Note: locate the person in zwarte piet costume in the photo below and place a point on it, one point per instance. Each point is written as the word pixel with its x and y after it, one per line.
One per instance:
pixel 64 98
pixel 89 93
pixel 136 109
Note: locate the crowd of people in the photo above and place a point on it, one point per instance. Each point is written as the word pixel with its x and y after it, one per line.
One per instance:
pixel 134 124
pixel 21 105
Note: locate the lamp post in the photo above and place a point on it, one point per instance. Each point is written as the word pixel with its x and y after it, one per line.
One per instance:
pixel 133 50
____________
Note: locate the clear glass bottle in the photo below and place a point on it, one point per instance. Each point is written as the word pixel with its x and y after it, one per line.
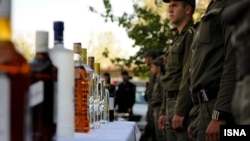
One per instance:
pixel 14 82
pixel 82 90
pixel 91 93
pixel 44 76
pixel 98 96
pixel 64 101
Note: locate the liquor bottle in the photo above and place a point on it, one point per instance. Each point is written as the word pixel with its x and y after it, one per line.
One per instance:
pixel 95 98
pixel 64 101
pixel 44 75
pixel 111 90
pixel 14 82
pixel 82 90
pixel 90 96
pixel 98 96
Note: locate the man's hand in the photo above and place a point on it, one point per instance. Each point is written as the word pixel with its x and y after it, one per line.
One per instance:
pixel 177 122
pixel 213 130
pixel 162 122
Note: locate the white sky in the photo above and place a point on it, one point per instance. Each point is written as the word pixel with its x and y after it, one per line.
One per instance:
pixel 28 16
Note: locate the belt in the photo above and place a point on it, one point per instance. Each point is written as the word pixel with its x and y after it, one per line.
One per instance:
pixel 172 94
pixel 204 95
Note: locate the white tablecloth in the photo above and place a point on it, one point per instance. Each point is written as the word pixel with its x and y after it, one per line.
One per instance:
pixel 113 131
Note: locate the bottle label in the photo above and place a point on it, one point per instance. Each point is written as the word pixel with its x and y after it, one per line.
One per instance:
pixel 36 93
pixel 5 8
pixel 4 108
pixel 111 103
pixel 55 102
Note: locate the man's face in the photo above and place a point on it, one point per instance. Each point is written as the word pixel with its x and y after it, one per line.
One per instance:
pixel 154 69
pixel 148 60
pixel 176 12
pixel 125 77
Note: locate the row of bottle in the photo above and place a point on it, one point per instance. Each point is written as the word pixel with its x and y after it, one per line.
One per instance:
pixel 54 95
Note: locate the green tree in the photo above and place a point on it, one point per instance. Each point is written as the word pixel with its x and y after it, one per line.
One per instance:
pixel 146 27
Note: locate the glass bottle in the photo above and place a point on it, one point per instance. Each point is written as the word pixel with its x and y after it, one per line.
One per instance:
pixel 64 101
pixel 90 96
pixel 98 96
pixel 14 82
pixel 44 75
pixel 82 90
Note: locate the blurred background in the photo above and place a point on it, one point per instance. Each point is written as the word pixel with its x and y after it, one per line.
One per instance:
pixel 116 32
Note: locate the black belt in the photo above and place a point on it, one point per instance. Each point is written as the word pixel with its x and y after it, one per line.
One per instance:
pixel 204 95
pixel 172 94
____________
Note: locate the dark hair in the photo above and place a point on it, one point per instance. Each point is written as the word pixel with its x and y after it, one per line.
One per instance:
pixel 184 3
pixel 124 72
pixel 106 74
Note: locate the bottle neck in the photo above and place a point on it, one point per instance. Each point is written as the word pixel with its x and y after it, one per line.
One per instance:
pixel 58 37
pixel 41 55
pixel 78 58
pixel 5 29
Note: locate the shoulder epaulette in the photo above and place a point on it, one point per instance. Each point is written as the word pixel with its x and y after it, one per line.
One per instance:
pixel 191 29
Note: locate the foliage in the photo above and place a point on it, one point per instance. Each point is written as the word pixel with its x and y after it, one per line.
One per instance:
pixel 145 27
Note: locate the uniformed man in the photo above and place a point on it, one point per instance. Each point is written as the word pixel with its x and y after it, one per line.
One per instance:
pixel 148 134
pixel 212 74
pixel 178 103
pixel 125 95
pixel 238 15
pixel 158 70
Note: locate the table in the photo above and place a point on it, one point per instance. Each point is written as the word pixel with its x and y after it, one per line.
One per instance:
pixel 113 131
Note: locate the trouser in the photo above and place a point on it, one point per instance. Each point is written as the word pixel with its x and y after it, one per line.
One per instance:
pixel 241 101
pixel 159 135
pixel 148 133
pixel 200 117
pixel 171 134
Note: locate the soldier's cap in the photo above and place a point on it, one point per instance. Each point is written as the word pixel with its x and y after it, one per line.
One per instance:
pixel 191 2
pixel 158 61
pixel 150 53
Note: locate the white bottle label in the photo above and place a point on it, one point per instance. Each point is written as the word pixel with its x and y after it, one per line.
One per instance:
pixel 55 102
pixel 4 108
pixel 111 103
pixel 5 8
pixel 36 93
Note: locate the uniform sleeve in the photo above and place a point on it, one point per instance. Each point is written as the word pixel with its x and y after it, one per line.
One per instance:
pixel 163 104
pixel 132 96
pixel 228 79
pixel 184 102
____________
» Written instruction: Rewrite everything from the line containing "Note: locate the shoulder" down to the line containing "pixel 158 70", swapping "foliage" for "leaves" and leaving the rest unchanged. Give only those lines of the records.

» Exercise answer:
Note: locate the shoulder epaulette in the photo above and place a point on it, one point per instance. Each point is written as the word pixel with its x and y after it, one per line.
One per instance:
pixel 191 29
Note: locate the leaves in the photo above and place a point on it, one point per instance. Each point is written as the word pixel with its x and y after it, one per line.
One per instance:
pixel 145 27
Note: locate the uniformed man in the photo above and place a point on it, one point per instance. Each point is written as the word pixel with its x and y after it, one per line.
One per instance:
pixel 148 134
pixel 212 74
pixel 178 103
pixel 125 95
pixel 238 15
pixel 158 70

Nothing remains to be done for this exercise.